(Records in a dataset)
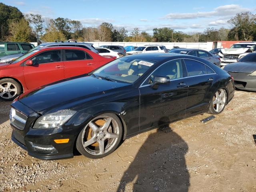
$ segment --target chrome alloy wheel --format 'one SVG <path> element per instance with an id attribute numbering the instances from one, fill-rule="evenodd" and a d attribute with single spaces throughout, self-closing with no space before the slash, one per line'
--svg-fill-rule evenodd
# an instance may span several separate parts
<path id="1" fill-rule="evenodd" d="M 5 82 L 0 84 L 0 97 L 10 99 L 17 94 L 17 87 L 13 83 Z"/>
<path id="2" fill-rule="evenodd" d="M 94 155 L 100 155 L 110 150 L 118 141 L 119 128 L 111 117 L 100 116 L 87 124 L 83 131 L 82 142 L 84 150 Z"/>
<path id="3" fill-rule="evenodd" d="M 220 89 L 217 91 L 213 97 L 212 105 L 213 109 L 217 112 L 220 112 L 225 107 L 226 94 L 225 90 Z"/>

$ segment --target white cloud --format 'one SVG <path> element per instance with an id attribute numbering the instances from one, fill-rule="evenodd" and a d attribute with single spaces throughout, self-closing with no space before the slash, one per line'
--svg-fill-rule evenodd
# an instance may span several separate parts
<path id="1" fill-rule="evenodd" d="M 189 19 L 213 16 L 232 16 L 237 13 L 250 11 L 248 8 L 243 8 L 239 5 L 230 4 L 220 6 L 214 10 L 208 12 L 198 12 L 194 13 L 174 13 L 166 15 L 163 18 L 169 19 Z"/>
<path id="2" fill-rule="evenodd" d="M 194 10 L 200 10 L 201 9 L 203 9 L 204 8 L 204 7 L 194 7 L 193 8 L 193 9 Z"/>
<path id="3" fill-rule="evenodd" d="M 21 5 L 21 6 L 24 6 L 26 4 L 22 1 L 16 1 L 15 2 L 15 4 L 17 4 L 17 5 Z"/>
<path id="4" fill-rule="evenodd" d="M 226 25 L 227 20 L 217 20 L 216 21 L 211 21 L 209 23 L 209 25 L 211 26 L 218 26 L 219 25 Z"/>
<path id="5" fill-rule="evenodd" d="M 103 22 L 112 23 L 114 22 L 114 20 L 109 19 L 101 19 L 98 18 L 86 18 L 84 19 L 78 19 L 80 21 L 82 24 L 85 25 L 98 25 Z"/>

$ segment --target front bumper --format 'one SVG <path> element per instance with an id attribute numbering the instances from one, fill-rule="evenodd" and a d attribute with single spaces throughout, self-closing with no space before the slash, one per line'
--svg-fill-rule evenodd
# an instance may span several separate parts
<path id="1" fill-rule="evenodd" d="M 60 127 L 34 129 L 32 128 L 33 125 L 40 116 L 39 115 L 19 101 L 13 103 L 12 106 L 28 117 L 23 129 L 17 128 L 11 121 L 12 140 L 28 151 L 29 155 L 46 160 L 72 157 L 77 136 L 91 116 L 77 112 Z M 63 139 L 69 139 L 69 140 L 65 143 L 56 143 L 54 141 Z"/>
<path id="2" fill-rule="evenodd" d="M 228 72 L 234 77 L 235 86 L 242 90 L 256 91 L 256 76 L 250 76 L 250 73 Z"/>
<path id="3" fill-rule="evenodd" d="M 221 62 L 221 64 L 220 65 L 221 66 L 225 66 L 230 63 L 235 63 L 237 61 L 237 60 L 236 59 L 226 59 L 221 58 L 220 62 Z"/>

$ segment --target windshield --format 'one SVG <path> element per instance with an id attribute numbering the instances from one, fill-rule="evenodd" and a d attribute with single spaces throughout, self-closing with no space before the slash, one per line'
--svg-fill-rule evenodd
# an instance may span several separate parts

*DIRECTIVE*.
Change "separate parts" to "disjoint pieces" throughout the rows above and leave everything else as it is. Give the rows again without the pictures.

*OUTPUT FOR THIS TASK*.
$ segment --target chrome alloy wheel --format 'one SVG <path> element per instance with an id attribute numbering the instances from one, fill-rule="evenodd" and a d attribute with single spaces throughout, self-closing with no space before the slash, one per line'
--svg-fill-rule evenodd
# an instance may span several disjoint pieces
<path id="1" fill-rule="evenodd" d="M 5 82 L 0 84 L 0 97 L 10 99 L 17 94 L 17 87 L 13 83 Z"/>
<path id="2" fill-rule="evenodd" d="M 94 155 L 100 155 L 110 150 L 118 141 L 119 128 L 111 117 L 100 116 L 87 124 L 83 131 L 82 142 L 84 150 Z"/>
<path id="3" fill-rule="evenodd" d="M 220 89 L 217 91 L 213 97 L 212 105 L 213 109 L 217 112 L 220 112 L 225 107 L 226 94 L 225 90 Z"/>

$ segment --target white cloud --format 'one SVG <path> element per instance with an id attribute numbering the instances from one, fill-rule="evenodd" and a d attribute with single spaces throughout, self-closing with no space before the slash, one per line'
--svg-fill-rule evenodd
# an instance may span several disjoint pieces
<path id="1" fill-rule="evenodd" d="M 189 19 L 213 16 L 232 16 L 237 13 L 250 11 L 248 8 L 243 8 L 239 5 L 230 4 L 220 6 L 214 10 L 208 12 L 198 12 L 194 13 L 174 13 L 166 15 L 163 18 L 169 19 Z"/>
<path id="2" fill-rule="evenodd" d="M 194 10 L 200 10 L 201 9 L 203 9 L 204 8 L 204 7 L 194 7 L 193 8 L 193 9 Z"/>
<path id="3" fill-rule="evenodd" d="M 21 5 L 21 6 L 24 6 L 26 4 L 22 1 L 16 1 L 15 2 L 15 4 L 17 4 L 17 5 Z"/>
<path id="4" fill-rule="evenodd" d="M 226 25 L 227 20 L 217 20 L 216 21 L 211 21 L 209 23 L 209 25 L 211 26 L 218 26 L 219 25 Z"/>
<path id="5" fill-rule="evenodd" d="M 103 22 L 112 23 L 114 22 L 114 20 L 109 19 L 101 19 L 98 18 L 86 18 L 84 19 L 78 19 L 80 21 L 82 24 L 85 25 L 98 25 Z"/>

$ segment --target front bumper --format 'one SVG <path> element per instance with an id attribute numbering the instances from one, fill-rule="evenodd" and a d attribute with single spaces throughout, self-closing with no space before the slash, one per line'
--svg-fill-rule evenodd
# an instance may span several disjoint pieces
<path id="1" fill-rule="evenodd" d="M 60 127 L 34 129 L 32 128 L 33 125 L 40 116 L 39 115 L 19 101 L 13 103 L 12 106 L 28 117 L 23 129 L 17 128 L 11 121 L 12 140 L 28 151 L 29 155 L 46 160 L 72 157 L 77 136 L 91 116 L 77 112 Z M 63 139 L 69 139 L 69 140 L 65 143 L 56 143 L 54 141 Z"/>
<path id="2" fill-rule="evenodd" d="M 228 72 L 234 77 L 235 86 L 242 90 L 256 91 L 256 76 L 250 76 L 250 73 Z"/>
<path id="3" fill-rule="evenodd" d="M 221 62 L 221 64 L 220 65 L 221 66 L 225 66 L 230 63 L 235 63 L 237 61 L 237 60 L 236 59 L 226 59 L 221 58 L 220 62 Z"/>

$ segment --target windshield --format 'one SVG <path> element per instance with an id attribute numbering the instances from one, fill-rule="evenodd" and a d attribute with single spaces throughout, self-closing with no space before the slash, one per line'
--svg-fill-rule evenodd
# an instance may span several disjoint pieces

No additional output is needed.